Excerpts from location labeling data:
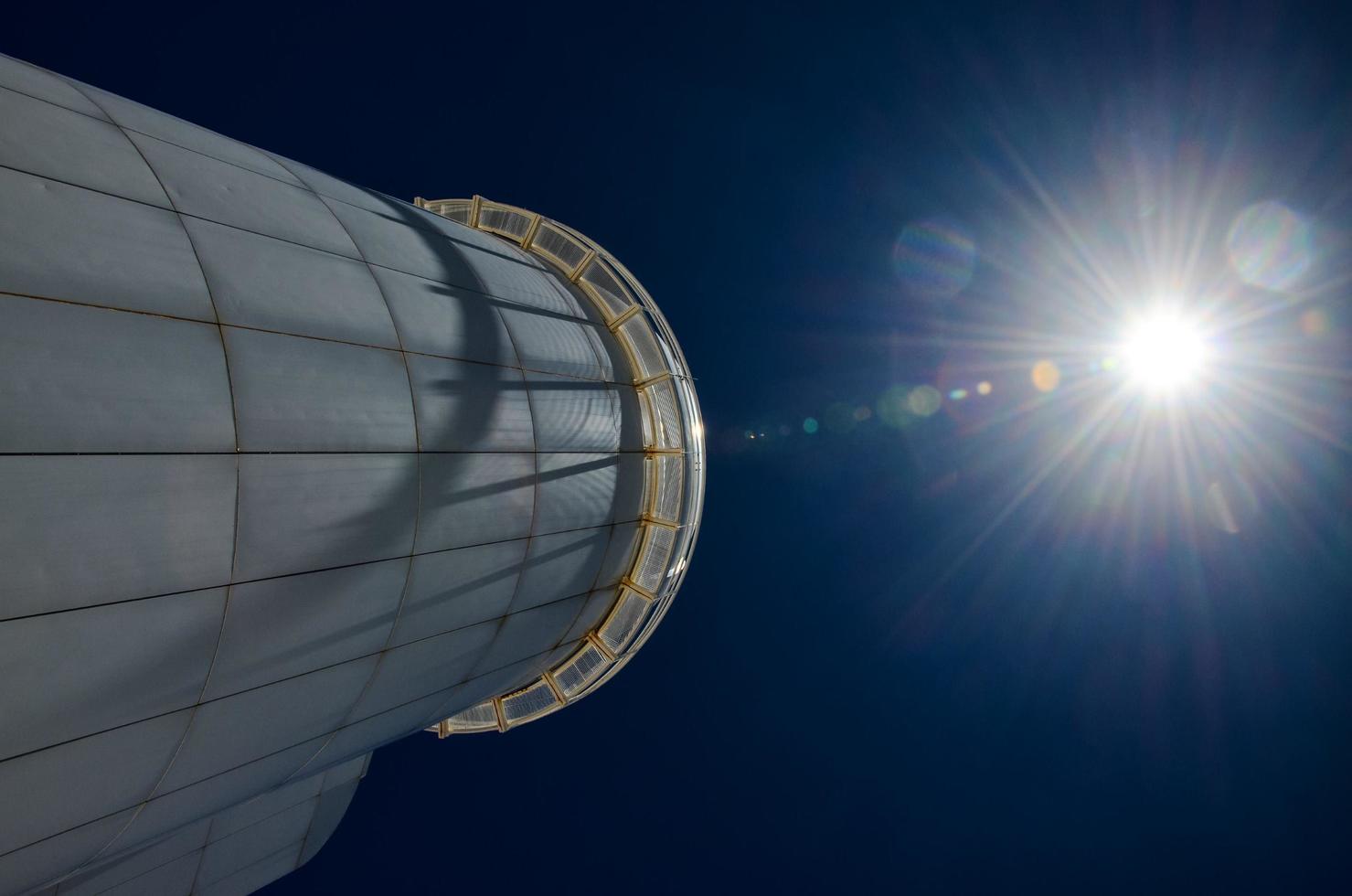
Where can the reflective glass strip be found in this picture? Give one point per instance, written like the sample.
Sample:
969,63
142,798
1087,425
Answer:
655,559
529,701
665,414
666,472
476,718
638,338
606,290
623,621
559,246
586,667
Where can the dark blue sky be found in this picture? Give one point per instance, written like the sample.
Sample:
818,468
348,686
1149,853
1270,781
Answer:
990,649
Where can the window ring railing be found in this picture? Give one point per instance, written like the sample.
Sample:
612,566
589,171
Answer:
674,465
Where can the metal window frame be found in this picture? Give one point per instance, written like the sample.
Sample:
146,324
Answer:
687,443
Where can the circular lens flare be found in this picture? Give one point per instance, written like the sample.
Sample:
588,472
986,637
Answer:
1163,352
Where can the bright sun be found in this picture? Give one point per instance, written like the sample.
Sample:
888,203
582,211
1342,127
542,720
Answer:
1163,352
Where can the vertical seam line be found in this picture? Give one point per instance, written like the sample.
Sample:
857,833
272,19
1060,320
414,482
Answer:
234,418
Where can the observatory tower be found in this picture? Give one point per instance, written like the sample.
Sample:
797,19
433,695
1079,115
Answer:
293,469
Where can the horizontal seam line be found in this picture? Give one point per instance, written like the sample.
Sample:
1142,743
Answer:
310,672
325,570
290,746
303,336
327,251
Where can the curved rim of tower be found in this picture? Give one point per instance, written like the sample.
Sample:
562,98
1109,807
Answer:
674,465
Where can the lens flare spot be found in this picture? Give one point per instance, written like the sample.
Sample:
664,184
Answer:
934,260
1270,246
1046,376
923,400
840,418
891,407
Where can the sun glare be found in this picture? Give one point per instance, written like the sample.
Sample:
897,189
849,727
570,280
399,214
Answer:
1163,352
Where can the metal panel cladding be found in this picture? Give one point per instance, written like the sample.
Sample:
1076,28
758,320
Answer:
290,469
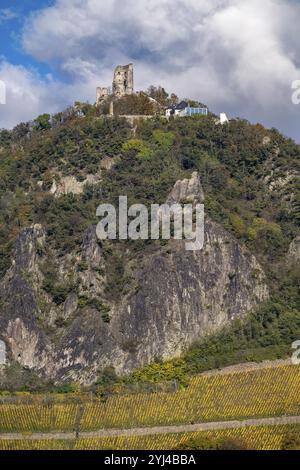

Short problem: Count the lines of the records above that contain the word "flare", and give only that number.

Reply to the task: 2